Collection entries -
## Begin

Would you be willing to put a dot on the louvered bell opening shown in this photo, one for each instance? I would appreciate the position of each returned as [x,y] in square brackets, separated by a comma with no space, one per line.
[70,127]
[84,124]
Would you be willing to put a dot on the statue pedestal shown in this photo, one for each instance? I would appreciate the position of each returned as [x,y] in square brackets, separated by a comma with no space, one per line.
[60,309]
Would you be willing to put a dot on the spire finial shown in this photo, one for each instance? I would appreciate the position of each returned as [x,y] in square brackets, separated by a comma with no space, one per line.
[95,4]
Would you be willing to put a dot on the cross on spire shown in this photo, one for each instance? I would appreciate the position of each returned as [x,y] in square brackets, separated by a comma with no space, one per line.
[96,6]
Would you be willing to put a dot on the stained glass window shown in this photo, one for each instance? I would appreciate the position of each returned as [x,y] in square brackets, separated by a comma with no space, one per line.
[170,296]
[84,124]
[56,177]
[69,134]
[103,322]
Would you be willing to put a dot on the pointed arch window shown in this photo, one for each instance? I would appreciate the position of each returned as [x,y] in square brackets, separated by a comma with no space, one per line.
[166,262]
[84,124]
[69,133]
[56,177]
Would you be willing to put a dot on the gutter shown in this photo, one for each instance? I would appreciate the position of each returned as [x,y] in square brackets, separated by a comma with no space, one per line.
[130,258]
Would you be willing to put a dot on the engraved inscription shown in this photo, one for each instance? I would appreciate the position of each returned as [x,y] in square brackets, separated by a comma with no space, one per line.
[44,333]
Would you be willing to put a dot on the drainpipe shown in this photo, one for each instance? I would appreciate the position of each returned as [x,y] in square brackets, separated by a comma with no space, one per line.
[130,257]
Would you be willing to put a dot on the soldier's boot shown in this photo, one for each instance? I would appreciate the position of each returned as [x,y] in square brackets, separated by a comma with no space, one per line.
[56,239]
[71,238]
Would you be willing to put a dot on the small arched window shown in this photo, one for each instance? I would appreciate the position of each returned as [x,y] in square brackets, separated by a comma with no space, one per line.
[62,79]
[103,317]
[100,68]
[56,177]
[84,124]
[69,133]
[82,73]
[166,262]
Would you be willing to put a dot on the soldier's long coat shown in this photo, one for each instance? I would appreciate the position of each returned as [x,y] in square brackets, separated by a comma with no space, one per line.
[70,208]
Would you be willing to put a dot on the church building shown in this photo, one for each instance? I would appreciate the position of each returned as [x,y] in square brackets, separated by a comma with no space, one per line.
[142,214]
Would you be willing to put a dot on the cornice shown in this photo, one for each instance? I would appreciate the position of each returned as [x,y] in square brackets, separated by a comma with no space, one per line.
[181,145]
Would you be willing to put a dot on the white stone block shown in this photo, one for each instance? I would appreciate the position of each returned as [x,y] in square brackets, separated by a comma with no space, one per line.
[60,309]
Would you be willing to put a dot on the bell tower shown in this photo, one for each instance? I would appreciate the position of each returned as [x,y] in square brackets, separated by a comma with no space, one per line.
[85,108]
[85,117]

## End

Extract the listing in its entirety, matching it exactly.

Would you be willing to put a dot on the louvered bell opening shown in this photo, one for each instance? I would appreciate the position of each returned as [x,y] in square brackets, separated by a comma with no space, one per line.
[70,127]
[84,124]
Would you be willing to put a dot on the statue pedestal shown in this photo, one for each instance? I would appreciate the position of each returned as [x,y] in square brackets, separated by a comma with no space, one per line.
[60,309]
Would you be willing to put a dot on the spire finial shown in this photo, one for each instance? I would appreciate the position of each returned as [x,y] in square brackets, separated by a comma with no space, one per line.
[95,4]
Would you be willing to put a dot on the cross on spire shown in this photo, one for each instance? I would appreciate the position of each returned as [x,y] in square brackets, separated by a comma with no space, one per line.
[96,6]
Would you be willing to put a dot on the stained glass window shown in this photo, one for each instance? I would appreciate the position of each returned as [x,y] in square brackets, separated by a comma with no space, one per line.
[170,296]
[84,124]
[56,177]
[69,134]
[103,322]
Would you be willing to put a dot on the pointed arch window shown in this photo, one for each instance? I would appreciate the position of each returned as [x,y] in square brackets, separated by a comma with no space, one per line.
[166,262]
[84,124]
[69,133]
[56,177]
Would you be willing to put a dot on the gutter shown in this photo, one for each instance? I would appreciate the position of each returned as [x,y] in square brackets, separated by a comma with no space, one per line.
[130,258]
Would you be willing to put a dot on the engraved inscription shown in this photo, one for each instance? I would appreciate the position of each returned as [x,y] in square brackets, separated by a comma with no space, one per line.
[44,333]
Would you be willing to put a dot on the drainpipe shown in this photo, one for each instance? I would appreciate the position of each returned as [x,y] in square brackets, separated by a comma with no space, one per line.
[130,257]
Would you be willing to put a dot on the soldier's boot shown in this photo, one for each instance? I would appreciate the position of each returned as [x,y] in square brackets, separated by a comma with no space, one per line.
[56,239]
[71,238]
Would you be willing to put a dot on the small arched window shown in this photo, one for each instance? I would appreciate the position of each returned as [x,y] in square brackets, separated by a comma with no space, one per line.
[62,79]
[103,317]
[100,68]
[56,177]
[84,124]
[69,133]
[82,73]
[166,262]
Would you be willing to put a dot on the soldier's long coat shown in this photo, one for each instance? I would appreciate the position of each returned as [x,y] in square brackets, separated by a comma with no space, one per line.
[70,208]
Would you be willing to put a dot on the church building shown in this photo, one for each instance? I would appreciate the position of each returned as [x,y] in square brackets, separated by a comma with no space, one per line.
[142,214]
Would you be willing to put a dot on the cornice shown in this photo, one for each instance? I would appreciate the position of each returned as [x,y] in square brackets, separated by a comma with no space, one per line.
[181,145]
Would you be willing to put a dot on the white stone block shown in this photo, one for each instance? I would appreciate the position of each returned as [x,y] in square brackets, separated by a comma with no space, one per line.
[60,309]
Would you be willing to put a dot on the bell tower shown in this photo, one for each instance? I would appreciate the position of each returned as [x,y] in square brackets, separated by a comma with no space, one per line.
[85,108]
[85,117]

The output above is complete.